GOAL:
Retype the passage on human rights and finance below, starting with "Secretary-General of the" and going on through "their daily work.".

40. David Allwood (Business Principles Adviser, Export Credits Guarantee Department (ECGD), United Kingdom) said that the Government of the United Kingdom considers that human rights are State obligations that do not fall to non-State actors. It is, however, the responsibility of States to ensure that non-State actors, including business, respect human rights. ECAs do not usually have direct contact with a project, but only with their national exporters and banks. They generally lack leverage, as a decision to withhold support from a particular export would rarely result in the overseas project to which that export was destined being changed; it would only result in that exporter losing the business to another exporter. Nevertheless, ECGD takes some actions to provide assurance that human rights are being addressed. Mr. Allwood explained that as part of its “Case Impact Analysis Process”,7 ECGD identifies what human rights treaties and ILO conventions have been ratified by the host country where the overseas project is located. ECGD then considers the details of the specific project and whether or not human rights abuses might be present. On this basis, ECGD decides whether further enquiries are necessary.

41. Ivo Knoepfel (Managing Director, onValues Ltd., speaking on behalf of the United Nations Global Compact) presented two private sector-led initiatives developed in collaboration with the United Nations: the Principles for Responsible Investment (PRI); and the “Who Cares Wins” (WCW) Initiative. The PRI provide a general framework for asset owners and investment managers to give appropriate consideration to environmental, social, and corporate governance (ESG) issues. The initiative goes back to 2005 when the

7 See www.ecgd.gov.uk.

Secretary-General of the United Nations invited a group of the world’s largest pension funds to join a process to develop the Principles. The process was coordinated by the United Nations Global Compact Office and the UNEP FI. Today more than 100 asset owners and investment managers accounting for more than US$ 5 trillion of assets have committed to the PRI. The WCW is a platform aimed at the implementation of principles such as the PRI in day-to-day business. Its goal is to advance best practice and develop tools and methodologies, focusing on enabling investment managers, financial analysts and investment brokers to integrate ESG considerations in their daily work.

Discussion

42. Discussion initially focused on the issue of the fiduciary duty of financial institutions and whether non-specialized investors who manage assets on behalf of their clients have the mandate to consider human rights issues. A socially responsible investor may include human rights in its prospectus and therefore have a legal obligation to consider related issues, but it was suggested that fiduciary duty does not impose a barrier to other kinds of investors considering human rights issues. For example, public pension funds have no such explicit mandate, but have deemed that there are no restrictions and that it is in fact appropriate to engage on labour and other human rights issues.

43. The concept of materiality of human rights issues was highlighted. It was suggested that from an investor perspective, human rights was unlikely to comprise a significant risk variable in a large diversified public Western company, as opposed to a project-specific company in the developing world. There was uncertainty among some participants about what enhanced analysis on human rights issues would yield, although examples were shared of research that showed links between human rights issues and financial performance.8 It was further suggested that human rights issues could be considered indicators of the quality of management, i.e. a good record on the environment and diversity indicates a strong management team. However, examining human rights issues at the company level could have limited impact, as many investors now hold broad market indices and therefore do not consider the specific record of individual companies. There was a warning against reducing everything to financial metrics, since it could lead to companies worrying more about other issues such as climate change than about human rights.

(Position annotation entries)
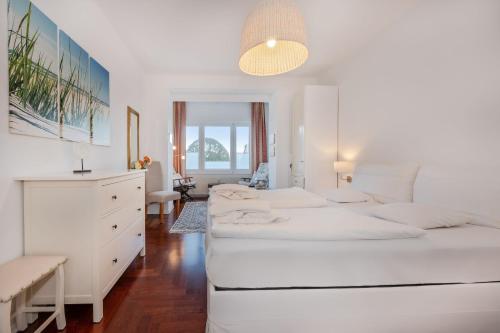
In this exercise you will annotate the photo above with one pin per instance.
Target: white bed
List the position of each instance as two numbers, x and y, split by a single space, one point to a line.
443 282
456 255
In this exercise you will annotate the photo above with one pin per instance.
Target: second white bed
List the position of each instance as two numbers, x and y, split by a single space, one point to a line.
455 255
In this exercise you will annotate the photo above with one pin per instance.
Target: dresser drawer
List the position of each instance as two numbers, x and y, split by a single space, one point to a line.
120 193
298 181
118 253
113 224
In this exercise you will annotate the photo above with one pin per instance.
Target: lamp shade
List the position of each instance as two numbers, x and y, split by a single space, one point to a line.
343 166
273 39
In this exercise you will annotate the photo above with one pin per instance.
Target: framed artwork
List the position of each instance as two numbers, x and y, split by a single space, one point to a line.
74 100
56 90
33 71
132 137
100 112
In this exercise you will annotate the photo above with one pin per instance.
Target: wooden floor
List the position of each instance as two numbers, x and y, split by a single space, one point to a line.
163 292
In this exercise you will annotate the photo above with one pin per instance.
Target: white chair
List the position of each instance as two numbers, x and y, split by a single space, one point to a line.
259 179
155 192
16 277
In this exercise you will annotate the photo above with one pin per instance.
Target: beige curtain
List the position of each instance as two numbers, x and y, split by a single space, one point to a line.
259 135
179 125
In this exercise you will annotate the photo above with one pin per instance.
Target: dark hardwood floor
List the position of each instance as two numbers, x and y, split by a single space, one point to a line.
162 292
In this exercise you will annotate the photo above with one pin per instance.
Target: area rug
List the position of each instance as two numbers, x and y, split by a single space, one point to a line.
193 218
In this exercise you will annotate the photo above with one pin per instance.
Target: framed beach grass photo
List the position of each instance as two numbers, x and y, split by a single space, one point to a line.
33 71
100 111
74 99
56 90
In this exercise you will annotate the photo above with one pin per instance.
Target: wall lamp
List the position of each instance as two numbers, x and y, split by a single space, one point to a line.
342 167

ANSWER TO THE PROBLEM:
Secretary-General of the United Nations invited a group of the world’s largest pension funds to join a process to develop the Principles. The process was coordinated by the United Nations Global Compact Office and the UNEP FI. Today more than 100 asset owners and investment managers accounting for more than US$ 5 trillion of assets have committed to the PRI. The WCW is a platform aimed at the implementation of principles such as the PRI in day-to-day business. Its goal is to advance best practice and develop tools and methodologies, focusing on enabling investment managers, financial analysts and investment brokers to integrate ESG considerations in their daily work.